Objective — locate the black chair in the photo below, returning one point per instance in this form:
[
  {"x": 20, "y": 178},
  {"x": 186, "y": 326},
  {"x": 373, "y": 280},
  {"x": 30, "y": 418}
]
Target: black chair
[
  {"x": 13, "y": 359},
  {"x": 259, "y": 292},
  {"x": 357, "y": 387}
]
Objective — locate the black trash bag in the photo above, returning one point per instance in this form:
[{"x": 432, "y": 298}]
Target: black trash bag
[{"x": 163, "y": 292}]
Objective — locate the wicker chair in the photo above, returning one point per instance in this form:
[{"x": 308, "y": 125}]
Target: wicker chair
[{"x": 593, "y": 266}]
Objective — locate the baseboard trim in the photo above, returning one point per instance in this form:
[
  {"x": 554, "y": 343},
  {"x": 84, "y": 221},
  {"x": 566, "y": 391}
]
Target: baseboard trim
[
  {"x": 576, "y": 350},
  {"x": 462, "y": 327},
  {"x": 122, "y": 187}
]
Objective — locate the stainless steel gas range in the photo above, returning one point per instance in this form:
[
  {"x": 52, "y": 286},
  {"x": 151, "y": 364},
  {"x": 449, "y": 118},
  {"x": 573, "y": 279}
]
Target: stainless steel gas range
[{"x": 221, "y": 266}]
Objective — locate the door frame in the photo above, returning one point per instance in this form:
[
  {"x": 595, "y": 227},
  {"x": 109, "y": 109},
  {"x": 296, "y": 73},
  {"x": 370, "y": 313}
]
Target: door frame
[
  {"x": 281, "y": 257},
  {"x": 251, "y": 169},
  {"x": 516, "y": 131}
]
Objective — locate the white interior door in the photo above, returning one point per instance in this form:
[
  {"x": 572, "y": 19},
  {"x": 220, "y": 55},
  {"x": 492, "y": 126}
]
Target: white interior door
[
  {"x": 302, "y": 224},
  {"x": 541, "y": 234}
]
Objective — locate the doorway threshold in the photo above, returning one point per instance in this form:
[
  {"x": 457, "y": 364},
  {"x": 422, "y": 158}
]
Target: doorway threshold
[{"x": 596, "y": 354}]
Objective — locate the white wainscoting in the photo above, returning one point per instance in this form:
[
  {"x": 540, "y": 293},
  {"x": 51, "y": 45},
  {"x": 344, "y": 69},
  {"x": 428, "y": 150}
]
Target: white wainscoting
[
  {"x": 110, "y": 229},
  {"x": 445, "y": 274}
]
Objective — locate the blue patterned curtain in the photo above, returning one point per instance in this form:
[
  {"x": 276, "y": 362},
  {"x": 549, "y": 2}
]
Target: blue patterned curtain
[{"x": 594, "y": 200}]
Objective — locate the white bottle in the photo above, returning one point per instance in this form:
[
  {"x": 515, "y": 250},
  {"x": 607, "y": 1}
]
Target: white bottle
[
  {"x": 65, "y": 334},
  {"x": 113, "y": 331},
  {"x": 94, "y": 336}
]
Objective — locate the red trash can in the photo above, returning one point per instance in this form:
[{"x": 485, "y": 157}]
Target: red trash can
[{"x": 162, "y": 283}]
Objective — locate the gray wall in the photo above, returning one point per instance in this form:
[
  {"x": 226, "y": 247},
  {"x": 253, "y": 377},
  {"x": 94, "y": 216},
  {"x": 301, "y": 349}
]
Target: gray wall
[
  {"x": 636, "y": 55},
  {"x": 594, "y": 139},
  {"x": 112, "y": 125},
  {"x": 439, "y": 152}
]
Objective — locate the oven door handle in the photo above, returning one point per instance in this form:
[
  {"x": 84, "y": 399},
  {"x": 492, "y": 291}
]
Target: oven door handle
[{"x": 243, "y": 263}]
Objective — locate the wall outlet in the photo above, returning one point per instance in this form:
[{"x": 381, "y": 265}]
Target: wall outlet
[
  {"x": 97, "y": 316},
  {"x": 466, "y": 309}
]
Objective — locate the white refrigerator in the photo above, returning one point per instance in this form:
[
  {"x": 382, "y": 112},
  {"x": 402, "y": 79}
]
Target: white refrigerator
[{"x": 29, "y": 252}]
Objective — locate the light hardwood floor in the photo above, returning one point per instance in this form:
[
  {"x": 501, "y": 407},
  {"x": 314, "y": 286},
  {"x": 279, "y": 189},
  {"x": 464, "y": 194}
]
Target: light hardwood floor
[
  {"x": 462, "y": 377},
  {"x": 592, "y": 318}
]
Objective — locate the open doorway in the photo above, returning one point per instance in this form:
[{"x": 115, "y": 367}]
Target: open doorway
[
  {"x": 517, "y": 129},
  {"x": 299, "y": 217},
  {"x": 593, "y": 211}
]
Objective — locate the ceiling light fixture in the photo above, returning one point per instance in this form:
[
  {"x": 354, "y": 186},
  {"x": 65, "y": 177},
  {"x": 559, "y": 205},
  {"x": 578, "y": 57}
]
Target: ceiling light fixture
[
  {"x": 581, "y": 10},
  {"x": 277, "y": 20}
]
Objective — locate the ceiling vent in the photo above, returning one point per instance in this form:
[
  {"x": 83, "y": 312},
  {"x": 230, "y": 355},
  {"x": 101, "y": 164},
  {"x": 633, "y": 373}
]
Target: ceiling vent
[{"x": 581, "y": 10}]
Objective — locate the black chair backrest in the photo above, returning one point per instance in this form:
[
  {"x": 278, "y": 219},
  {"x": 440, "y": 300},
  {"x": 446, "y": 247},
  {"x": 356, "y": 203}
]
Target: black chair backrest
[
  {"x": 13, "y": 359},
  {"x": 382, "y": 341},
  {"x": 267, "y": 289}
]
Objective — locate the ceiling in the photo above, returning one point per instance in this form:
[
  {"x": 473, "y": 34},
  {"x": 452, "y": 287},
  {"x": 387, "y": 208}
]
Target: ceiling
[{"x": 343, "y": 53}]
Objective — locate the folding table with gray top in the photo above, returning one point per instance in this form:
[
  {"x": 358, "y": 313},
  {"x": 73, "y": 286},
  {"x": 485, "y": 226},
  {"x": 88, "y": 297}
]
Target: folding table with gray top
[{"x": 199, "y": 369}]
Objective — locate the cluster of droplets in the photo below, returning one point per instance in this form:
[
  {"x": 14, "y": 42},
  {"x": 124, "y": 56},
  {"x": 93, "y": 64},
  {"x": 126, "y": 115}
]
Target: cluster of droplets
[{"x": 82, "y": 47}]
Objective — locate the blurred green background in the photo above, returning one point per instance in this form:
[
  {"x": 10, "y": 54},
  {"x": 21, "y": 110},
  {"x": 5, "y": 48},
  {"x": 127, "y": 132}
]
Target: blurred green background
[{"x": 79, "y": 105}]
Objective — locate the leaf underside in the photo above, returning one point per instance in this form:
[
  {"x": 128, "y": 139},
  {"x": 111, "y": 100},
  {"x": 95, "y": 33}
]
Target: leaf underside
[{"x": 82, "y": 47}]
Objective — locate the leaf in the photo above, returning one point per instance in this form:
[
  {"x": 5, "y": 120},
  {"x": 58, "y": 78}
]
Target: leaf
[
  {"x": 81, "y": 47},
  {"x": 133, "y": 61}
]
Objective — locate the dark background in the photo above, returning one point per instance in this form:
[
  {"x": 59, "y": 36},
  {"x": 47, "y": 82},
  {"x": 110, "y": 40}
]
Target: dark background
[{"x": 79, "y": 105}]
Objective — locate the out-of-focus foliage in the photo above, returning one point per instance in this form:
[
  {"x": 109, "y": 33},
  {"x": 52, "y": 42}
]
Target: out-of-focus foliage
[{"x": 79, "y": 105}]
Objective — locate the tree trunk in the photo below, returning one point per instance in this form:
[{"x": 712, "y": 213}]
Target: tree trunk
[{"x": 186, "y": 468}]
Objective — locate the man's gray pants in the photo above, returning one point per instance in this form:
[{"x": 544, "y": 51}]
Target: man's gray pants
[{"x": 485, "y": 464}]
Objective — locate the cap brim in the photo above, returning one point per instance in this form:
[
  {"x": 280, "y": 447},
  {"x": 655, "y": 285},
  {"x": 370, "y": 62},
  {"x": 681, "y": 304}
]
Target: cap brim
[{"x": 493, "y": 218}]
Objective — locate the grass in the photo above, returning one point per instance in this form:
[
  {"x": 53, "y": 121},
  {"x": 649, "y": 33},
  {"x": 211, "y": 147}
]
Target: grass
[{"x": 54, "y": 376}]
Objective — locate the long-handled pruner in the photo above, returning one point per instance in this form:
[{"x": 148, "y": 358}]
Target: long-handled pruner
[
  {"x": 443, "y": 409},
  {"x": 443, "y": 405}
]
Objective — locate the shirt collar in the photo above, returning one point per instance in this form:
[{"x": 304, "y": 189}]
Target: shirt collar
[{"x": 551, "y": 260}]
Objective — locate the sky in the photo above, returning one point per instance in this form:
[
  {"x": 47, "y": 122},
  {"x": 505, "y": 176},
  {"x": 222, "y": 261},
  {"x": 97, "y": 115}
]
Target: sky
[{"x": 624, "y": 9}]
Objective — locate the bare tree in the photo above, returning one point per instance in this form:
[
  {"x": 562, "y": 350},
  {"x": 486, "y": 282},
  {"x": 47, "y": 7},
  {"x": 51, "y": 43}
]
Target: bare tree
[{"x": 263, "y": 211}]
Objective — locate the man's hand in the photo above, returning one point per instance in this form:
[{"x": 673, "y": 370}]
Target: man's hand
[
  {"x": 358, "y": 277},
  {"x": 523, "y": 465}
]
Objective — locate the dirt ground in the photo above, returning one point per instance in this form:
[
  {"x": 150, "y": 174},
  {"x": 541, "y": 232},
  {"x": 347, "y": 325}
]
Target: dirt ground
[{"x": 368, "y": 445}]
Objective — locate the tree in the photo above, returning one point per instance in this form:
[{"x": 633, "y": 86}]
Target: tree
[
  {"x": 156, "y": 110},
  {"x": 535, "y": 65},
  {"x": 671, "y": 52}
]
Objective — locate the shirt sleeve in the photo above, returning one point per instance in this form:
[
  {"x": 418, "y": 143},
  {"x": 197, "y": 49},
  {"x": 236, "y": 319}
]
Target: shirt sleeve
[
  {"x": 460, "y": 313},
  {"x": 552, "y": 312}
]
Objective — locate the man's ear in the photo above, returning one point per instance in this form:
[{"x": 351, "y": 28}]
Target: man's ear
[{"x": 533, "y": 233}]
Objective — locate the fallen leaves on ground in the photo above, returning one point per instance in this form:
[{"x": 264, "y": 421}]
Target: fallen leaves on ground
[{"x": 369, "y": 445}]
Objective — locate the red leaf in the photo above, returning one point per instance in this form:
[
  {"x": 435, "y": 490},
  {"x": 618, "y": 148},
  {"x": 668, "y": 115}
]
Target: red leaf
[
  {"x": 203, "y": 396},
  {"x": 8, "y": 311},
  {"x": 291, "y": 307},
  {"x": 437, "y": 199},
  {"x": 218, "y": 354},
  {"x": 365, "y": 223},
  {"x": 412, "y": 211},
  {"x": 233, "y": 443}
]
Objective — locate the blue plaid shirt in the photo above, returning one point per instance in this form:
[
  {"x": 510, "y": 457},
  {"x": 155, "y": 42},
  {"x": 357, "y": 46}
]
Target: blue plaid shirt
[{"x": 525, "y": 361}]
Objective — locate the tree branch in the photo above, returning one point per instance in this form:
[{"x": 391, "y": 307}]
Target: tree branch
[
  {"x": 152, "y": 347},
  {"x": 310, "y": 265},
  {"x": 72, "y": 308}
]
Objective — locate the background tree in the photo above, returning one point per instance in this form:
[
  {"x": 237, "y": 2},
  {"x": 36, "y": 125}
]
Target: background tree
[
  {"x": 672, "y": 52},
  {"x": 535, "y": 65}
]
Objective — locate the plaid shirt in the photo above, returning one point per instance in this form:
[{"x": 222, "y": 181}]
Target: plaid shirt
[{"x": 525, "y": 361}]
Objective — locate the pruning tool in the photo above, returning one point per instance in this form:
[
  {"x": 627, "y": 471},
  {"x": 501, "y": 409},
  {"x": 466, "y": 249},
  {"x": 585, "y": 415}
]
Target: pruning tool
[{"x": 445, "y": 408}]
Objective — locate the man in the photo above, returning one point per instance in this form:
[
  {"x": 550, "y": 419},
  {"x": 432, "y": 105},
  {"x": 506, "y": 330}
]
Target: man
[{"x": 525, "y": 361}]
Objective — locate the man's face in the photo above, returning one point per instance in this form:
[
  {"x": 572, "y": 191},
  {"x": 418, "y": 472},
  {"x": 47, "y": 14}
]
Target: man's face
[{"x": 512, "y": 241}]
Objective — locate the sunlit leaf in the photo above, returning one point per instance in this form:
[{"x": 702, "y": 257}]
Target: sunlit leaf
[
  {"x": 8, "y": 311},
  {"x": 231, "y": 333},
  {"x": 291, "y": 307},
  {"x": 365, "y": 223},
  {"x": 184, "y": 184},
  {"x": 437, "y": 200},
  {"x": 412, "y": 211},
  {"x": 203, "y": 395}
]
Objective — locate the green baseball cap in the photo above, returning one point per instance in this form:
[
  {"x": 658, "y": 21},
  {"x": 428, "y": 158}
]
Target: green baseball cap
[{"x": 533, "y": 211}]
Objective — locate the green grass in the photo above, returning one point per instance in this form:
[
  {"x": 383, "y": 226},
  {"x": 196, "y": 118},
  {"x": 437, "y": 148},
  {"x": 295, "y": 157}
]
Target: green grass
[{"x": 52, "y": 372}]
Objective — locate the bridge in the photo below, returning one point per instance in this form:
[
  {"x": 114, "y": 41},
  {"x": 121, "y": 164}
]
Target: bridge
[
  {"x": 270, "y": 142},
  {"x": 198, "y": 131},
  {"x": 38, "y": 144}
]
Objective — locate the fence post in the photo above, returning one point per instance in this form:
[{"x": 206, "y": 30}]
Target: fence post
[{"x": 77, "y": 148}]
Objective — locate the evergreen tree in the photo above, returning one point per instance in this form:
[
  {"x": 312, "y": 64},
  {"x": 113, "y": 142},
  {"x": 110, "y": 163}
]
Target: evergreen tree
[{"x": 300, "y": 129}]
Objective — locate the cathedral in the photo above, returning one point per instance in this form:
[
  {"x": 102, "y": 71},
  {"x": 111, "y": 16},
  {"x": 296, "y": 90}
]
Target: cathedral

+ + + + + + +

* **WHAT TO DO**:
Take the lines above from the one holding "Objective — locate the green baseball" to the last and output them exactly.

* **COMPLETED TASK**:
Objective — locate the green baseball cap in the photo above, returning one point per instance in this form:
[
  {"x": 658, "y": 21},
  {"x": 428, "y": 158}
]
Target: green baseball cap
[{"x": 533, "y": 211}]
Objective — locate the green grass in the photo above, returning one point per instance in this form:
[
  {"x": 383, "y": 226},
  {"x": 196, "y": 118},
  {"x": 437, "y": 148},
  {"x": 295, "y": 157}
]
Target: green grass
[{"x": 52, "y": 372}]
Objective — locate the bridge in the photo below, returning one point per instance in this form:
[
  {"x": 114, "y": 41},
  {"x": 121, "y": 164}
]
Target: bridge
[
  {"x": 270, "y": 142},
  {"x": 198, "y": 131},
  {"x": 38, "y": 144}
]
Objective — locate the fence post in the photo above, returning one point per instance in this form:
[{"x": 206, "y": 30}]
Target: fence post
[{"x": 77, "y": 148}]
Objective — locate the evergreen tree in the photo above, returning one point per instance in this form:
[
  {"x": 312, "y": 64},
  {"x": 113, "y": 142},
  {"x": 110, "y": 163}
]
Target: evergreen tree
[{"x": 300, "y": 129}]
Objective — locate the cathedral in the photo above, returning one point per instance in this form:
[
  {"x": 102, "y": 71},
  {"x": 111, "y": 16},
  {"x": 296, "y": 90}
]
Target: cathedral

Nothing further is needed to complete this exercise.